__Extract__:
————————

Re: Remove header lock BufferGetLSNAtomic() on architectures with 64 bit atomic operations - Mailing list pgsql-hackers

From Tomas Vondra
Subject Re: Remove header lock BufferGetLSNAtomic() on architectures with 64 bit atomic operations
Date
Msg-id d5632a49-06c1-4d07-9cfd-dd2459e6b101@vondra.me
Whole thread Raw
In response to Re: Remove header lock BufferGetLSNAtomic() on architectures with 64 bit atomic operations  (Andres Freund <andres@anarazel.de>)
Responses Re: Remove header lock BufferGetLSNAtomic() on architectures with 64 bit atomic operations
List pgsql-hackers

On 3/11/26 01:21, Andres Freund wrote:
> Hi,
> 
> On 2026-03-11 01:00:34 +0100, Tomas Vondra wrote:
>> On 3/10/26 21:41, Andres Freund wrote:
>>> On 2026-03-10 19:41:54 +0100, Tomas Vondra wrote:
>>>> On 2/5/26 16:38, Peter Geoghegan wrote:
>>>>> On Wed, Jan 14, 2026 at 1:31 AM Andreas Karlsson <andreas@proxel.se> wrote:
>>>>>> Yeah, that was a quite big thinko. I have a attached a patch with the
>>>>>> thinko fixed but I am still not happy with it. I think I will try to use
>>>>>> atomics.h and see if that makes the code nicer to read.
>>>>>>
>>>>>> Also will after that see what I can do about pageinspect.
>>>>>
>>>>> I believe that pageinspect's heap_page_items function needs to use
>>>>> get_page_from_raw -- see commit 14e9b18fed.
>>>
>>> Maybe I'm slow today, but how's that related to the patch at hand?
>>>
>>> Regardless of that, it seems a bit confusing to fold the pageinspect changes
>>> into the main commit.
>>>
>>
>> That's because of alignment requirements, per this comment:
>>
>>  * On machines with MAXALIGN = 8, the payload of a bytea is not
>>  * maxaligned, since it will start 4 bytes into a palloc'd value.
>>  * PageHeaderData requires 8 byte alignment, so always use this
>>  * function when accessing page header fields from a raw page bytea.
> 
> I guess we are now reading 8 bytes as one.
> 

Not sure I understand. Are you saying it's OK or not?

> 
>> AFAIK proper alignment is required to make the load atomic.

————————

__Material shown__:

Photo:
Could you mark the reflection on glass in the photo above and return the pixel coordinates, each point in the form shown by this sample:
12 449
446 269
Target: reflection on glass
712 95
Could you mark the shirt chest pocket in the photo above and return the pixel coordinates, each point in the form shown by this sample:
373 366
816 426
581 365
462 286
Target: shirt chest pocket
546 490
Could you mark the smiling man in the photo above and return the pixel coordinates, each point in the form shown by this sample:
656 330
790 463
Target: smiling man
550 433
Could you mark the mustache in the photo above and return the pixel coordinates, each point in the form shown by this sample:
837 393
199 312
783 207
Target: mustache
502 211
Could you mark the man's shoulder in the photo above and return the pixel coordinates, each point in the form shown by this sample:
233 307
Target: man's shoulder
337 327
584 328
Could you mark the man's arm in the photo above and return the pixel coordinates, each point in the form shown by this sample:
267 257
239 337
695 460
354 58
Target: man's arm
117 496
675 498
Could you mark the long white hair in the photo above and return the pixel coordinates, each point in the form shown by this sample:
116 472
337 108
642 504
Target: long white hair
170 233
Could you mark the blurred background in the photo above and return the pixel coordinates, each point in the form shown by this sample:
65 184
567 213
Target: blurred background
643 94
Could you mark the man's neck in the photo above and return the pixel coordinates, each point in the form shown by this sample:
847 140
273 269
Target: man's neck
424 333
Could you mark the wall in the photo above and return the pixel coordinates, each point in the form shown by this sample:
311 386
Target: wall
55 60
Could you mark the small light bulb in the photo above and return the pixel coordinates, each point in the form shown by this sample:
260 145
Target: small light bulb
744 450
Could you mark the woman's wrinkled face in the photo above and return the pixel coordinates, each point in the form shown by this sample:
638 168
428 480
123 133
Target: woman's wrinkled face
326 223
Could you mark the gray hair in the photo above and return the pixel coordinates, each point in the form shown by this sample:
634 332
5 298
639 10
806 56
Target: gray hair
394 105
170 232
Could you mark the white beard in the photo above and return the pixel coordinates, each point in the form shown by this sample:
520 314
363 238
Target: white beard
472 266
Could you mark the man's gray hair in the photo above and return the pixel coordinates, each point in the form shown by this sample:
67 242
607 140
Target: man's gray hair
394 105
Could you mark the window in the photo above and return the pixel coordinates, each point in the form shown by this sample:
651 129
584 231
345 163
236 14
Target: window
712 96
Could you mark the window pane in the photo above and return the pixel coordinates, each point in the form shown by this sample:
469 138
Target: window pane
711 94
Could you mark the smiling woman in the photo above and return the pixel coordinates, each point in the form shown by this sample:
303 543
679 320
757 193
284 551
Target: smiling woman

————————

__Work to complete__:
a: In the pgsql-hackers message about BufferGetLSNAtomic(), what alignment does the quoted comment say PageHeaderData requires?
b: Resume the pgsql-hackers message about BufferGetLSNAtomic() after its last line.

__Set of answers__:
a: 8-byte alignment.

b:
> 
> Sure, but it's a copy of the page, so that'd itself would not matter.
> 

I does seem a bit unnecessary, in the sense that there shouldn't be
anything changing the data.

> 
>>>> +static inline PageXLogRecPtr
>>>> +PageXLogRecPtrGet(PageXLogRecPtr pd_lsn)
>>>>  {
>>>> -    return (uint64) val.xlogid << 32 | val.xrecoff;
>>>> +#ifdef WORDS_BIGENDIAN
>>>> +    return pd_lsn;
>>>> +#else
>>>> +    return (pd_lsn << 32) | (pd_lsn >> 32);
>>>> +#endif
>>>>  }
>>>>  
>>>> -#define PageXLogRecPtrSet(ptr, lsn) \
>>>> -    ((ptr).xlogid = (uint32) ((lsn) >> 32), (ptr).xrecoff = (uint32) (lsn))
>>>> -
>>>>  /*
>>>>   * disk page organization
>>>>   *
>>>> @@ -387,10 +390,11 @@ PageGetLSN(const PageData *page)
>>>>  {
>>>>      return PageXLogRecPtrGet(((const PageHeaderData *) page)->pd_lsn);
>>>>  }
>>>
>>> I think this may need to actually use a volatile to force the read to happen
>>> as the 64bit value, otherwise the compiler would be entirely free to implement
>>> it as two 32bit reads.
>>>
>>
>> I did that in v5 (I think). But at the same time I'm now rather confused
>> about the meaning of PG_HAVE_8BYTE_SINGLE_COPY_ATOMICITY. Because if a
>> well-aligned load/store of 8B can be implemented as two 32-bit reads
>> (with a "sequence point" in between), then how is that atomic?
> 
> All PG_HAVE_8BYTE_SINGLE_COPY_ATOMICITY says is that the hardware can do 8
> byte reads/writes without tearing. But that still requires 8 bytes
> reads/writes to be done as one, not multiple instructions.
> 

OK

> 
>> I'm also a bit ... unsure about "volatile" in general. Is that actually
>> something the specification says is needed here, or is it just an
>> attempt to "disable optimizations" (like the split into two stores)?
> 
> It's definitely suboptimal.  We should use something C11's
> atomic_load()/atomic_store(). But we can't rely on that yet (it's not enabled
> without extra flags in at least msvc).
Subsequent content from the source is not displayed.